▶ **STATED GOAL**
Find the line that contains "Return the outline of every instance of the clear". Repeat that line and all lines following it, exactly, through the end of the listing below.

[Region labeling entries]
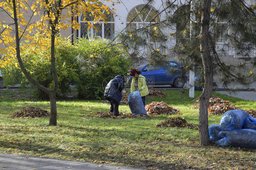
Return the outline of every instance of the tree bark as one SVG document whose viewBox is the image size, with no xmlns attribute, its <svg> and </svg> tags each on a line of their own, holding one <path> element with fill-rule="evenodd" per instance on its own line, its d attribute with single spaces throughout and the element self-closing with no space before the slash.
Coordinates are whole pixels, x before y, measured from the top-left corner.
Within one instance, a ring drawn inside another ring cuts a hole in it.
<svg viewBox="0 0 256 170">
<path fill-rule="evenodd" d="M 200 50 L 204 67 L 205 84 L 203 92 L 199 97 L 199 135 L 201 146 L 210 145 L 208 131 L 208 108 L 209 99 L 211 95 L 213 83 L 212 63 L 209 51 L 209 30 L 210 12 L 211 0 L 203 0 L 201 13 L 200 31 Z"/>
<path fill-rule="evenodd" d="M 49 121 L 49 125 L 56 126 L 57 125 L 57 110 L 56 107 L 56 92 L 58 88 L 58 78 L 57 77 L 57 72 L 55 65 L 55 57 L 54 55 L 54 44 L 55 42 L 55 27 L 53 26 L 52 29 L 51 34 L 51 70 L 53 77 L 53 81 L 54 85 L 53 89 L 51 90 L 48 88 L 42 86 L 40 83 L 33 79 L 31 76 L 30 74 L 27 72 L 26 69 L 24 67 L 21 58 L 20 57 L 20 37 L 19 35 L 19 28 L 18 24 L 18 18 L 17 17 L 17 7 L 16 6 L 16 0 L 12 0 L 13 11 L 14 11 L 14 20 L 15 26 L 15 36 L 16 38 L 16 57 L 20 67 L 20 69 L 22 71 L 25 76 L 28 80 L 33 85 L 39 88 L 40 90 L 45 92 L 50 97 L 50 101 L 51 103 L 51 116 Z M 58 18 L 56 19 L 56 22 L 57 22 Z M 56 23 L 55 23 L 56 24 Z"/>
<path fill-rule="evenodd" d="M 52 92 L 50 97 L 50 102 L 51 103 L 51 115 L 49 125 L 50 126 L 57 125 L 57 107 L 56 107 L 56 95 Z"/>
</svg>

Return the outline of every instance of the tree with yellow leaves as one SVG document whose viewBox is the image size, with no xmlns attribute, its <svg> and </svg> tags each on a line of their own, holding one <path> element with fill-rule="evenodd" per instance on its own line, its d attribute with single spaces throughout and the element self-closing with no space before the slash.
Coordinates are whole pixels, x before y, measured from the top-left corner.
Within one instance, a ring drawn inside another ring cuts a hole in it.
<svg viewBox="0 0 256 170">
<path fill-rule="evenodd" d="M 105 15 L 102 11 L 104 10 L 108 12 L 109 6 L 104 5 L 100 0 L 4 0 L 0 2 L 0 8 L 1 17 L 6 16 L 6 19 L 0 21 L 0 44 L 4 47 L 0 49 L 2 56 L 0 67 L 5 67 L 15 61 L 14 59 L 17 59 L 18 63 L 15 63 L 15 66 L 20 67 L 29 81 L 49 95 L 51 103 L 49 125 L 56 126 L 56 94 L 58 88 L 58 71 L 54 53 L 56 36 L 61 29 L 67 30 L 68 27 L 79 29 L 79 23 L 71 19 L 82 14 L 85 16 L 84 21 L 87 21 L 89 17 L 87 16 L 88 12 L 93 14 L 95 21 L 104 20 Z M 88 27 L 93 26 L 90 22 L 87 23 Z M 50 41 L 47 40 L 49 39 Z M 51 58 L 54 81 L 52 89 L 33 79 L 31 76 L 33 73 L 28 72 L 24 64 L 25 49 L 31 48 L 33 53 L 45 50 L 49 47 L 51 47 L 51 53 L 48 57 Z"/>
</svg>

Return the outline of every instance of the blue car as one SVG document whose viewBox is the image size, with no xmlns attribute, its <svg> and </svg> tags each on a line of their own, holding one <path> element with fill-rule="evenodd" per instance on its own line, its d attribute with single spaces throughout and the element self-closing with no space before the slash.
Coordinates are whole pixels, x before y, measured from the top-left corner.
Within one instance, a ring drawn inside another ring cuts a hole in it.
<svg viewBox="0 0 256 170">
<path fill-rule="evenodd" d="M 188 80 L 188 77 L 179 63 L 176 61 L 169 61 L 167 64 L 154 66 L 146 62 L 138 67 L 146 78 L 149 86 L 169 85 L 177 88 L 182 88 Z M 172 73 L 170 70 L 175 70 Z"/>
</svg>

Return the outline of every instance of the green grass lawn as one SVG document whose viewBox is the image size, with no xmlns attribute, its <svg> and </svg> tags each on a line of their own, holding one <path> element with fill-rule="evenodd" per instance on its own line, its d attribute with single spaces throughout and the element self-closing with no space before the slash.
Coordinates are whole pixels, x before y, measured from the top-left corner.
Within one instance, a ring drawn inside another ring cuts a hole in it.
<svg viewBox="0 0 256 170">
<path fill-rule="evenodd" d="M 57 102 L 57 126 L 49 126 L 49 117 L 11 118 L 10 115 L 29 107 L 50 111 L 50 102 L 27 97 L 31 92 L 0 91 L 0 152 L 108 163 L 152 170 L 253 170 L 255 149 L 223 147 L 214 143 L 200 146 L 198 130 L 158 127 L 171 117 L 184 117 L 198 125 L 195 98 L 179 90 L 163 90 L 169 97 L 149 97 L 166 102 L 180 111 L 172 115 L 149 117 L 102 118 L 98 112 L 108 112 L 103 101 L 78 100 Z M 201 92 L 195 92 L 195 98 Z M 256 110 L 256 103 L 213 94 L 243 109 Z M 119 106 L 121 112 L 130 112 Z M 219 124 L 221 115 L 209 116 L 209 125 Z M 85 119 L 86 118 L 88 120 Z"/>
</svg>

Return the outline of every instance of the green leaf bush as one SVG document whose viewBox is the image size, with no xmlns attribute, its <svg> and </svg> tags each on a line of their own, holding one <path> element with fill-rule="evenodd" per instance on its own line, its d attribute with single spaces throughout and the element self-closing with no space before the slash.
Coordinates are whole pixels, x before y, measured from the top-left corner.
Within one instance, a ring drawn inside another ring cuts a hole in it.
<svg viewBox="0 0 256 170">
<path fill-rule="evenodd" d="M 117 44 L 110 45 L 107 40 L 80 39 L 72 45 L 68 38 L 58 37 L 56 42 L 56 95 L 59 97 L 66 95 L 73 87 L 79 98 L 102 99 L 106 82 L 118 74 L 126 74 L 130 65 L 125 50 Z M 51 89 L 53 80 L 50 53 L 50 47 L 46 51 L 27 49 L 22 58 L 32 78 Z M 19 67 L 15 67 L 17 62 L 14 60 L 13 64 L 1 69 L 5 81 L 11 86 L 20 84 L 21 87 L 33 86 Z M 37 89 L 35 95 L 42 99 L 49 98 L 46 93 Z"/>
</svg>

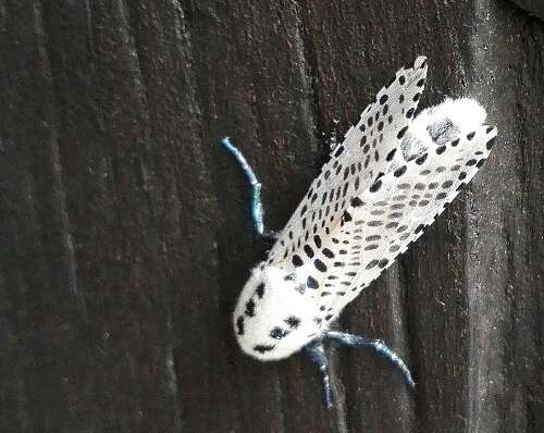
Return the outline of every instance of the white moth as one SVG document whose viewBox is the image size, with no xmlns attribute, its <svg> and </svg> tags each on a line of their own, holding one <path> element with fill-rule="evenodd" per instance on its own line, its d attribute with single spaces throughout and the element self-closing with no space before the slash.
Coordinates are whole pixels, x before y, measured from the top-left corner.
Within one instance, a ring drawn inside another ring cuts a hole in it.
<svg viewBox="0 0 544 433">
<path fill-rule="evenodd" d="M 380 341 L 330 325 L 474 176 L 496 136 L 472 99 L 446 99 L 415 117 L 425 75 L 420 57 L 378 92 L 252 270 L 234 311 L 236 338 L 251 357 L 313 350 L 327 404 L 324 338 L 371 346 L 406 369 Z"/>
</svg>

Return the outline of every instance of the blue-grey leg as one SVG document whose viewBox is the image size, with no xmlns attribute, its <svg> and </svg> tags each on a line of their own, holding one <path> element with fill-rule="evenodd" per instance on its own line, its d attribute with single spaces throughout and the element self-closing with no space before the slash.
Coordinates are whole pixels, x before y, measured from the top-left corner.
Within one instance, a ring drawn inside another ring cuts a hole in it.
<svg viewBox="0 0 544 433">
<path fill-rule="evenodd" d="M 404 363 L 404 361 L 395 354 L 392 349 L 390 349 L 381 339 L 371 339 L 361 337 L 359 335 L 347 334 L 345 332 L 336 332 L 329 331 L 326 333 L 326 337 L 332 339 L 333 342 L 338 343 L 342 346 L 348 347 L 371 347 L 375 350 L 376 354 L 381 355 L 385 359 L 387 359 L 393 366 L 397 367 L 405 378 L 405 382 L 411 388 L 416 387 L 416 383 L 411 378 L 410 370 Z"/>
<path fill-rule="evenodd" d="M 244 154 L 231 143 L 228 137 L 223 138 L 221 144 L 232 156 L 234 156 L 234 158 L 236 158 L 236 161 L 239 163 L 251 187 L 251 221 L 255 231 L 259 236 L 273 237 L 274 235 L 272 233 L 264 233 L 264 223 L 262 222 L 261 183 L 257 180 L 257 176 Z"/>
<path fill-rule="evenodd" d="M 326 359 L 323 343 L 319 339 L 307 344 L 304 348 L 312 362 L 318 366 L 323 382 L 323 399 L 327 409 L 333 407 L 331 383 L 329 381 L 329 360 Z"/>
</svg>

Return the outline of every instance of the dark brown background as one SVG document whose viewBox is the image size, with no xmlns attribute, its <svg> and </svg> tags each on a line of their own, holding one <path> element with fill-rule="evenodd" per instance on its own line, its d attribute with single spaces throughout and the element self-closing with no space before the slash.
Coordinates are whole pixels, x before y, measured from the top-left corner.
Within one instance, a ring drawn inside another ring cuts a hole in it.
<svg viewBox="0 0 544 433">
<path fill-rule="evenodd" d="M 0 431 L 544 431 L 543 48 L 506 0 L 0 0 Z M 309 361 L 236 346 L 260 247 L 219 139 L 281 228 L 331 136 L 417 54 L 422 106 L 475 97 L 499 138 L 343 314 L 417 391 L 333 349 L 329 412 Z"/>
</svg>

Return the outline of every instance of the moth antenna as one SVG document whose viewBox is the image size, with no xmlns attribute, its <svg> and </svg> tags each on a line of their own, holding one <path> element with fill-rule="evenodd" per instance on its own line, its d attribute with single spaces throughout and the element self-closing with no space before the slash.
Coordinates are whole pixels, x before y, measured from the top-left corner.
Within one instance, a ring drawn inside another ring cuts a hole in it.
<svg viewBox="0 0 544 433">
<path fill-rule="evenodd" d="M 242 151 L 231 143 L 231 139 L 228 137 L 224 137 L 221 140 L 221 144 L 232 156 L 234 156 L 234 158 L 236 158 L 236 161 L 240 165 L 247 181 L 249 182 L 249 186 L 251 187 L 251 222 L 257 234 L 262 236 L 264 234 L 264 223 L 262 218 L 264 211 L 261 201 L 262 185 L 244 157 L 244 153 L 242 153 Z M 269 233 L 267 233 L 267 236 L 269 236 Z"/>
</svg>

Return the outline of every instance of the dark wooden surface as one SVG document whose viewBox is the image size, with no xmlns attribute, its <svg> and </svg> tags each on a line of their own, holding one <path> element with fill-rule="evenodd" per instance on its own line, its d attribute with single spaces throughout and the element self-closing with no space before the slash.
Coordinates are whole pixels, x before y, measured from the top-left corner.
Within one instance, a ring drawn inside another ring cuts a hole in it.
<svg viewBox="0 0 544 433">
<path fill-rule="evenodd" d="M 0 0 L 0 431 L 544 431 L 543 49 L 505 0 Z M 260 247 L 219 139 L 280 228 L 417 54 L 422 106 L 475 97 L 499 137 L 339 323 L 388 342 L 417 391 L 331 349 L 326 411 L 306 359 L 234 341 Z"/>
</svg>

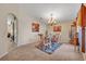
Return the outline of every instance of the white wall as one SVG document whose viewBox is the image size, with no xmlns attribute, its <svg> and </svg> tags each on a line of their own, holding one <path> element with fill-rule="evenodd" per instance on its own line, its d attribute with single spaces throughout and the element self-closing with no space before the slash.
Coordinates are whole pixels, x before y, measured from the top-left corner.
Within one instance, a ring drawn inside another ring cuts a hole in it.
<svg viewBox="0 0 86 64">
<path fill-rule="evenodd" d="M 7 38 L 7 15 L 11 12 L 19 16 L 16 4 L 0 4 L 0 56 L 7 53 L 12 44 Z"/>
</svg>

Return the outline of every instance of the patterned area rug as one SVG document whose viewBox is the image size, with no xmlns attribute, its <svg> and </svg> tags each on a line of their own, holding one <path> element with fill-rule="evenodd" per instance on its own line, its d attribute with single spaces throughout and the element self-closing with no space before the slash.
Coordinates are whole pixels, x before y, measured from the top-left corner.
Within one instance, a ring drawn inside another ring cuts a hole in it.
<svg viewBox="0 0 86 64">
<path fill-rule="evenodd" d="M 61 47 L 62 43 L 57 43 L 53 42 L 50 46 L 42 46 L 41 48 L 37 47 L 39 50 L 48 53 L 48 54 L 52 54 L 57 49 L 59 49 Z"/>
</svg>

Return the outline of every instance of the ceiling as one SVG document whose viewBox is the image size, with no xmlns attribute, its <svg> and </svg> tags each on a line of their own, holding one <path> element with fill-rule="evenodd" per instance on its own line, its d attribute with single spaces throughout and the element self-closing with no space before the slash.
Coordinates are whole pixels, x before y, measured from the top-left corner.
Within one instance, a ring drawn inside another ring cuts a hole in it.
<svg viewBox="0 0 86 64">
<path fill-rule="evenodd" d="M 57 20 L 69 22 L 77 16 L 79 3 L 28 3 L 19 4 L 21 11 L 34 18 L 47 20 L 52 13 Z"/>
</svg>

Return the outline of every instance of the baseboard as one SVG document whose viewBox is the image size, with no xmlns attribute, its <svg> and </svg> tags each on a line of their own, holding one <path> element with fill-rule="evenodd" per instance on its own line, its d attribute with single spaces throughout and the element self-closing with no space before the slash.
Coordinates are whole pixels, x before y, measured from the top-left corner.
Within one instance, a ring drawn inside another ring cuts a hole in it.
<svg viewBox="0 0 86 64">
<path fill-rule="evenodd" d="M 5 54 L 8 54 L 8 52 L 3 53 L 2 55 L 0 55 L 0 59 L 3 57 Z"/>
</svg>

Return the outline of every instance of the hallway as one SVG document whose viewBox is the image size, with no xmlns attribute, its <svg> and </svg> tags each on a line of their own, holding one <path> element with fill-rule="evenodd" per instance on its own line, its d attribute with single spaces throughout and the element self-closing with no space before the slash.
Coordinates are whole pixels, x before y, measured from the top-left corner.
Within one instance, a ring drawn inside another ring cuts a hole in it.
<svg viewBox="0 0 86 64">
<path fill-rule="evenodd" d="M 63 43 L 52 54 L 47 54 L 29 43 L 19 47 L 8 53 L 1 61 L 83 61 L 82 53 L 74 51 L 74 46 Z"/>
</svg>

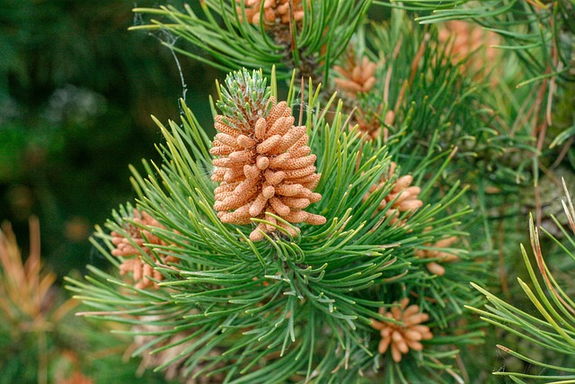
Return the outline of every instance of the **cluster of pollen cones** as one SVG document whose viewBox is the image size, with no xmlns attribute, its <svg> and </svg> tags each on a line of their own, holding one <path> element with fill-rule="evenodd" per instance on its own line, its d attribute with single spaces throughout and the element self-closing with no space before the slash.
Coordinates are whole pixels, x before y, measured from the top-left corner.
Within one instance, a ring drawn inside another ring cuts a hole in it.
<svg viewBox="0 0 575 384">
<path fill-rule="evenodd" d="M 146 212 L 137 210 L 134 210 L 133 221 L 135 224 L 126 222 L 124 225 L 124 229 L 128 237 L 116 231 L 111 233 L 111 242 L 116 246 L 115 249 L 112 249 L 111 255 L 116 257 L 121 256 L 126 258 L 119 265 L 119 272 L 122 275 L 131 272 L 136 281 L 136 288 L 142 290 L 152 285 L 157 288 L 157 285 L 149 278 L 153 278 L 156 281 L 161 281 L 164 280 L 164 276 L 160 272 L 155 270 L 152 265 L 142 260 L 140 249 L 155 260 L 156 265 L 165 265 L 166 263 L 173 263 L 176 262 L 177 259 L 173 256 L 161 255 L 158 256 L 160 260 L 157 260 L 152 250 L 145 246 L 145 244 L 165 246 L 165 243 L 158 237 L 146 229 L 142 229 L 142 228 L 146 227 L 164 228 L 164 227 L 162 224 Z M 139 249 L 137 248 L 134 244 L 136 244 Z"/>
<path fill-rule="evenodd" d="M 429 316 L 420 312 L 420 307 L 415 304 L 408 307 L 409 301 L 408 298 L 402 299 L 399 307 L 393 307 L 387 313 L 384 313 L 383 308 L 379 309 L 380 315 L 397 320 L 401 325 L 371 319 L 371 326 L 381 334 L 378 352 L 383 354 L 391 348 L 392 358 L 395 362 L 401 362 L 402 355 L 409 353 L 410 349 L 421 351 L 423 344 L 420 341 L 433 337 L 429 327 L 421 325 L 429 320 Z"/>
<path fill-rule="evenodd" d="M 304 19 L 304 7 L 301 0 L 292 0 L 293 9 L 289 10 L 289 0 L 263 0 L 263 16 L 261 13 L 262 0 L 236 0 L 238 4 L 243 3 L 245 17 L 252 24 L 259 24 L 260 18 L 268 24 L 288 24 L 290 20 L 300 22 Z M 241 15 L 242 8 L 237 7 Z"/>
<path fill-rule="evenodd" d="M 369 193 L 383 188 L 385 183 L 395 174 L 396 166 L 395 162 L 392 162 L 386 177 L 382 177 L 381 183 L 373 185 L 369 189 Z M 402 226 L 405 224 L 405 219 L 400 220 L 399 219 L 400 212 L 413 212 L 423 206 L 423 201 L 419 199 L 421 189 L 411 185 L 412 181 L 413 176 L 411 174 L 398 177 L 392 191 L 379 203 L 379 210 L 387 208 L 385 216 L 391 217 L 390 223 L 393 225 Z M 369 193 L 366 194 L 364 199 L 367 200 Z M 389 206 L 390 204 L 391 207 Z"/>
<path fill-rule="evenodd" d="M 264 233 L 283 228 L 296 236 L 294 227 L 277 220 L 270 214 L 290 223 L 325 223 L 323 216 L 305 210 L 322 199 L 314 192 L 320 180 L 315 173 L 315 155 L 310 155 L 305 126 L 295 127 L 291 109 L 286 102 L 271 106 L 255 123 L 242 123 L 222 115 L 216 116 L 216 135 L 210 153 L 216 169 L 212 180 L 220 185 L 214 191 L 214 209 L 224 223 L 261 222 L 250 234 L 252 241 L 261 240 Z M 266 108 L 268 109 L 268 108 Z"/>
</svg>

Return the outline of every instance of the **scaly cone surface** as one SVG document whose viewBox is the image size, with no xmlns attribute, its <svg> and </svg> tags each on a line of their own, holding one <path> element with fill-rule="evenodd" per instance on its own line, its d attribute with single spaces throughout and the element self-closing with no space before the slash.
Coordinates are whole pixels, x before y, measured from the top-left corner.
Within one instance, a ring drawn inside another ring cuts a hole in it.
<svg viewBox="0 0 575 384">
<path fill-rule="evenodd" d="M 214 191 L 214 209 L 224 223 L 260 223 L 250 234 L 252 241 L 278 227 L 291 236 L 296 229 L 276 220 L 277 215 L 290 223 L 325 223 L 321 215 L 304 210 L 322 199 L 314 192 L 321 174 L 315 173 L 315 155 L 310 154 L 305 126 L 294 126 L 286 102 L 268 97 L 265 80 L 258 72 L 251 76 L 244 69 L 226 79 L 229 92 L 223 92 L 218 107 L 223 115 L 215 118 L 216 135 L 210 153 L 217 158 L 212 180 L 220 185 Z M 278 227 L 277 227 L 278 226 Z"/>
</svg>

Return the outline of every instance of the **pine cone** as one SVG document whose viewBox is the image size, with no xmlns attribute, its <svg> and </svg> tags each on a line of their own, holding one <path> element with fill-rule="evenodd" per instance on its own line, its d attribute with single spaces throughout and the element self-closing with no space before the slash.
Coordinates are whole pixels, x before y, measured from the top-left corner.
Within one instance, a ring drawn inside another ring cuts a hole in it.
<svg viewBox="0 0 575 384">
<path fill-rule="evenodd" d="M 384 188 L 387 181 L 390 180 L 395 173 L 395 162 L 392 162 L 387 176 L 382 177 L 381 183 L 373 185 L 369 189 L 369 192 L 366 194 L 364 201 L 369 197 L 369 193 Z M 385 212 L 386 217 L 392 218 L 390 220 L 392 225 L 402 226 L 405 224 L 405 219 L 402 221 L 399 220 L 400 212 L 413 211 L 423 206 L 423 201 L 418 199 L 421 189 L 417 186 L 411 186 L 412 181 L 413 177 L 411 174 L 398 177 L 397 180 L 395 180 L 395 184 L 392 191 L 379 203 L 378 210 L 380 210 L 388 208 L 389 204 L 392 204 Z M 397 198 L 397 200 L 394 201 L 395 198 Z"/>
<path fill-rule="evenodd" d="M 245 17 L 252 24 L 260 23 L 261 0 L 236 0 L 238 4 L 243 1 Z M 293 0 L 294 22 L 304 19 L 304 6 L 301 0 Z M 237 6 L 237 13 L 242 15 L 242 7 Z M 266 24 L 289 24 L 289 0 L 264 0 L 263 21 Z"/>
<path fill-rule="evenodd" d="M 165 228 L 155 219 L 152 218 L 149 214 L 144 211 L 138 211 L 134 210 L 133 221 L 137 224 L 126 223 L 124 229 L 128 232 L 129 238 L 132 242 L 140 246 L 141 250 L 147 254 L 153 260 L 156 261 L 156 265 L 165 265 L 167 263 L 173 263 L 177 259 L 173 256 L 161 255 L 160 260 L 157 260 L 152 250 L 145 246 L 144 244 L 154 244 L 158 246 L 165 246 L 166 244 L 162 241 L 155 235 L 151 234 L 146 229 L 141 229 L 141 227 L 155 227 L 160 228 Z M 114 256 L 127 257 L 119 265 L 119 273 L 124 275 L 131 272 L 134 281 L 137 282 L 136 288 L 145 289 L 155 285 L 157 288 L 157 284 L 152 281 L 149 277 L 161 281 L 164 280 L 164 275 L 154 269 L 152 265 L 144 262 L 141 258 L 140 251 L 136 248 L 130 240 L 120 235 L 116 231 L 111 233 L 112 238 L 111 242 L 116 246 L 116 249 L 112 249 L 111 255 Z M 146 237 L 146 239 L 144 238 Z"/>
<path fill-rule="evenodd" d="M 358 94 L 367 92 L 376 85 L 376 69 L 377 64 L 363 58 L 361 63 L 356 63 L 353 55 L 348 56 L 346 67 L 334 66 L 343 78 L 334 79 L 338 88 L 341 89 L 349 97 L 356 99 Z"/>
<path fill-rule="evenodd" d="M 384 308 L 379 308 L 379 314 L 397 321 L 402 325 L 384 323 L 371 319 L 371 326 L 377 329 L 381 335 L 381 341 L 377 347 L 380 353 L 385 353 L 391 346 L 392 358 L 395 362 L 402 361 L 402 354 L 409 353 L 410 349 L 421 351 L 421 340 L 429 340 L 433 335 L 427 326 L 420 323 L 429 320 L 427 313 L 420 313 L 420 307 L 412 304 L 407 307 L 410 299 L 403 298 L 399 307 L 392 308 L 391 311 L 384 314 Z"/>
<path fill-rule="evenodd" d="M 257 218 L 296 236 L 292 228 L 276 222 L 266 212 L 291 223 L 324 224 L 324 217 L 303 210 L 322 199 L 312 192 L 321 174 L 315 174 L 315 155 L 310 155 L 305 127 L 293 125 L 286 102 L 276 103 L 271 97 L 268 103 L 263 108 L 250 108 L 252 113 L 243 110 L 241 120 L 216 116 L 215 128 L 219 133 L 210 153 L 219 156 L 213 160 L 217 168 L 212 180 L 220 186 L 214 191 L 214 209 L 224 223 L 250 224 L 252 218 Z M 262 232 L 274 230 L 276 227 L 261 223 L 250 238 L 261 240 Z"/>
<path fill-rule="evenodd" d="M 459 240 L 459 237 L 457 237 L 456 236 L 452 236 L 449 237 L 442 238 L 441 240 L 434 244 L 428 243 L 425 246 L 435 248 L 446 248 L 456 243 L 457 240 Z M 428 271 L 438 276 L 443 276 L 446 273 L 445 267 L 439 264 L 439 263 L 455 262 L 459 259 L 459 257 L 457 257 L 456 255 L 430 249 L 418 249 L 417 251 L 415 251 L 415 255 L 420 259 L 439 259 L 438 261 L 429 262 L 426 265 Z"/>
</svg>

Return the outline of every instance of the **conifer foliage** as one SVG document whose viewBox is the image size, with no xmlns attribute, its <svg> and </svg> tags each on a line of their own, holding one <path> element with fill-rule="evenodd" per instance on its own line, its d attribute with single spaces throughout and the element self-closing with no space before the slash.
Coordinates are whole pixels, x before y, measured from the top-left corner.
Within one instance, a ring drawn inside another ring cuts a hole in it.
<svg viewBox="0 0 575 384">
<path fill-rule="evenodd" d="M 541 142 L 507 119 L 532 94 L 500 105 L 489 86 L 517 62 L 492 82 L 477 49 L 451 56 L 456 36 L 402 6 L 364 22 L 371 5 L 136 10 L 158 19 L 135 30 L 229 71 L 214 138 L 184 100 L 180 122 L 155 120 L 162 162 L 132 167 L 137 198 L 93 239 L 116 270 L 68 280 L 84 315 L 129 326 L 144 366 L 187 382 L 470 381 L 482 333 L 464 307 L 482 303 L 471 281 L 491 282 L 490 210 L 538 174 L 525 164 Z"/>
</svg>

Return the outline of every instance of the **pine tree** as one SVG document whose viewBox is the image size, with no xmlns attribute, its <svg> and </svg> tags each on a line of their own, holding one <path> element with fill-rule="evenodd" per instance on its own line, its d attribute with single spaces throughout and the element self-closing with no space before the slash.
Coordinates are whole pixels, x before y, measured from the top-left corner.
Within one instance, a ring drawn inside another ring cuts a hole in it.
<svg viewBox="0 0 575 384">
<path fill-rule="evenodd" d="M 83 314 L 185 382 L 488 380 L 470 282 L 508 291 L 495 241 L 572 174 L 572 1 L 200 5 L 132 29 L 229 72 L 217 133 L 185 100 L 155 120 L 162 162 L 93 238 L 116 270 L 68 280 Z"/>
</svg>

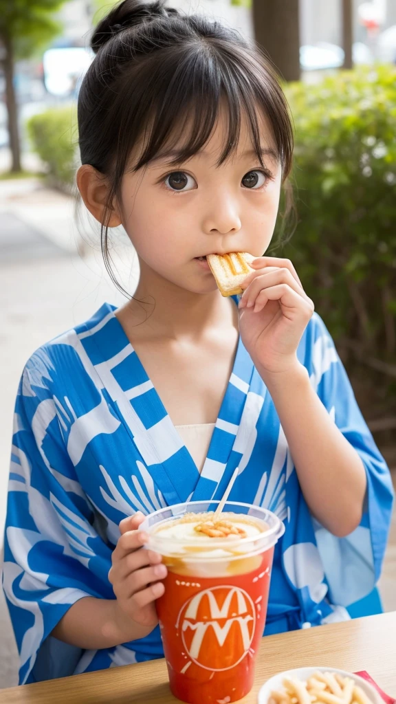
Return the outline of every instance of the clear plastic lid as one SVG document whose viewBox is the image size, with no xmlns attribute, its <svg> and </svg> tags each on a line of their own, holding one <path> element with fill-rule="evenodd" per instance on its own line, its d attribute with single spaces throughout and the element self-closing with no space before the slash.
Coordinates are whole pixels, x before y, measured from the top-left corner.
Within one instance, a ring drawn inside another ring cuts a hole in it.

▶ **TASK ANSWER**
Return the outline of every instance of the clear plastic lid as one SVG document whose viewBox is the image size, with no xmlns attribute, its <svg> and </svg> tags each on a line of their own, holding one <path> element with fill-rule="evenodd" per instance on its own line, its d attribute with single spaces throughout and the element self-closing with no space before the slash.
Coordinates are whole pixels, x before y, measured from the top-left corner.
Within one instance, a ring drawn inside another ring cuts a hole in it.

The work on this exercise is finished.